§ **Given data**:
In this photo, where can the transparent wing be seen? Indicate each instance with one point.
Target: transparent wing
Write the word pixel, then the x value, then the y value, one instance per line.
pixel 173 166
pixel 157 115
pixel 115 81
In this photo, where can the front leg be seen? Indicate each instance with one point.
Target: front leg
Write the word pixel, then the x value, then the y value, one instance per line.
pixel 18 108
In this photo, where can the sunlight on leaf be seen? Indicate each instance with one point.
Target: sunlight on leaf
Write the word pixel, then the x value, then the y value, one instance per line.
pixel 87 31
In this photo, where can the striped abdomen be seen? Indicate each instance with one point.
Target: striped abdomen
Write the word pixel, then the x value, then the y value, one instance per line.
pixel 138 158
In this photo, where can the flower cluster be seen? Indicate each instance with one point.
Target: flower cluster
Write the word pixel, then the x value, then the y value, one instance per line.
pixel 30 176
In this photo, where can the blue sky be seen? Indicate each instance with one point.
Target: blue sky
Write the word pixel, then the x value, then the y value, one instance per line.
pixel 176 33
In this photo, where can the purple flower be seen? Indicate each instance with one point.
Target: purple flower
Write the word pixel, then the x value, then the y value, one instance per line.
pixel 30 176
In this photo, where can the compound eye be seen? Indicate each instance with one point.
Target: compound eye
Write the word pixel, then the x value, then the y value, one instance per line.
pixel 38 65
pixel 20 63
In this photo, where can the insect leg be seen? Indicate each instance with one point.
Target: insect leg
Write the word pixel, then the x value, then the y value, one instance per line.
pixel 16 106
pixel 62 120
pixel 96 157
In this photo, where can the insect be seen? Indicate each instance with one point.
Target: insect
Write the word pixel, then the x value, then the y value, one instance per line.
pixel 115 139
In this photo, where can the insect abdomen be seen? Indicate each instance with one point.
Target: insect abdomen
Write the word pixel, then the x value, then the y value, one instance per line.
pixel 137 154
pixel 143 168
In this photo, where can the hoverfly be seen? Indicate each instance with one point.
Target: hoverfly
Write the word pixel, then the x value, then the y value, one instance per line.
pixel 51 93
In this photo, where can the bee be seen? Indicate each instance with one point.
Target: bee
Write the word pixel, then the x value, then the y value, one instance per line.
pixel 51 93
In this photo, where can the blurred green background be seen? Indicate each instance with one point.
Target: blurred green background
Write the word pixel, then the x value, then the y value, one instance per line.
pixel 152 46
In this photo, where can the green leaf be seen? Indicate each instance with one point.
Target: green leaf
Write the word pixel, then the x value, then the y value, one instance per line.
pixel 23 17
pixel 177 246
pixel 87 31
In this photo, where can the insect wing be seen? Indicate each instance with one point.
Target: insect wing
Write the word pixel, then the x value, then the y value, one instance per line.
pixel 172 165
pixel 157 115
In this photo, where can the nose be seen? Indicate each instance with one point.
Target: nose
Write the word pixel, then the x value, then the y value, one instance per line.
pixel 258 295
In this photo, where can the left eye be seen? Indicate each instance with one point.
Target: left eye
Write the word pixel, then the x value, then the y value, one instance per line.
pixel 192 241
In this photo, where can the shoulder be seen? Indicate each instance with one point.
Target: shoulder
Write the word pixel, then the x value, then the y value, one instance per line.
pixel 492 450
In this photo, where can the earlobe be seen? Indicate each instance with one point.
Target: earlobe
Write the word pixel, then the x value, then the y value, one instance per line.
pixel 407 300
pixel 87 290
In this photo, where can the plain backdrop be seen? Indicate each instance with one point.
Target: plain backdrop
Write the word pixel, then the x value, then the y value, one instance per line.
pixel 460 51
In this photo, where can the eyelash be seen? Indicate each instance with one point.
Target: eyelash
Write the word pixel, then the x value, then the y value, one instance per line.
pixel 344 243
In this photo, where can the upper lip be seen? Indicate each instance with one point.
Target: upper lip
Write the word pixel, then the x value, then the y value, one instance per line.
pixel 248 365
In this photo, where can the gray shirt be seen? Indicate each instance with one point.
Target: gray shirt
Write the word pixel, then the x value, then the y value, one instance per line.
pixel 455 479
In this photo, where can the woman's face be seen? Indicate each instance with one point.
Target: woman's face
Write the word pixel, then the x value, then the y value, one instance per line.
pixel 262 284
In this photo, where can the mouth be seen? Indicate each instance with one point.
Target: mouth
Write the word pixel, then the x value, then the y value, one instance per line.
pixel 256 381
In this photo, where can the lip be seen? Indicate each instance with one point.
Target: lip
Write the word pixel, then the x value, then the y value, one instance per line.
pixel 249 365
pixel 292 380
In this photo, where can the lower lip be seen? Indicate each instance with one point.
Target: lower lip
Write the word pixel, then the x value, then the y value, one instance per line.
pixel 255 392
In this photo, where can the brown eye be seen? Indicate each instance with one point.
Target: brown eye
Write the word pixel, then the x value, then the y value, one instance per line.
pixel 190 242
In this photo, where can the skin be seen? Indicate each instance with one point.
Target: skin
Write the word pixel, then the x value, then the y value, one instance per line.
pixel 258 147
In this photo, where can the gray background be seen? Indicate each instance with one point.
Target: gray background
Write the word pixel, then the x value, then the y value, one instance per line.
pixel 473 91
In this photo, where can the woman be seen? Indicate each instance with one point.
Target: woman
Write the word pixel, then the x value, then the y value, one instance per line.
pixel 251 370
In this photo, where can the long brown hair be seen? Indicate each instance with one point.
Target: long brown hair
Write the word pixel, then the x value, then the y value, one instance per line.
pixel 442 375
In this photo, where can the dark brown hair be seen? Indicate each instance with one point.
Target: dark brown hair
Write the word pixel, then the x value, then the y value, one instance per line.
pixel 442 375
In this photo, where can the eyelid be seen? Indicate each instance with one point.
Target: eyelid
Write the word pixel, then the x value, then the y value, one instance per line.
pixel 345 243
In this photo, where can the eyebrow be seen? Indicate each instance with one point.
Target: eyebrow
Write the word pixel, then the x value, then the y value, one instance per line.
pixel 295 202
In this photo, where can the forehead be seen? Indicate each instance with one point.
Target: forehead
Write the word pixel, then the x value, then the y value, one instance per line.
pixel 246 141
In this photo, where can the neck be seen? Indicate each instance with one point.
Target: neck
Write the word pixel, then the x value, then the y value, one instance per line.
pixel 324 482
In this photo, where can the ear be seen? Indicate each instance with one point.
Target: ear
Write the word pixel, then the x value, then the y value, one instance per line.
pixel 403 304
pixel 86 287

§ **Work task**:
Output exactly the leading lines of the data, up to and including the line marked by "Target: flower cluster".

§ **Output of the task**:
In this photo, where can the transparent wing be seen? Indicate each instance with one point.
Target: transparent wing
Write the word pixel, then the x value, then the y value, one instance per line.
pixel 173 166
pixel 157 115
pixel 115 81
In this photo, where can the front leg be seen? Indicate each instance with one point.
Target: front leg
Write the word pixel, then the x value, then the y value, one instance per line.
pixel 18 108
In this photo, where can the sunlight on leaf be seen? Indicate each instance with one point.
Target: sunlight on leaf
Write the word pixel, then the x value, then the y value, one instance per line.
pixel 87 31
In this photo, where can the striped abdomen be seen? Indicate each instance with one point.
Target: striped abdomen
Write the word pixel, then the x value, then the y value, one instance per line.
pixel 138 158
In this photo, where can the flower cluster be seen? Indicate each instance with one point.
Target: flower cluster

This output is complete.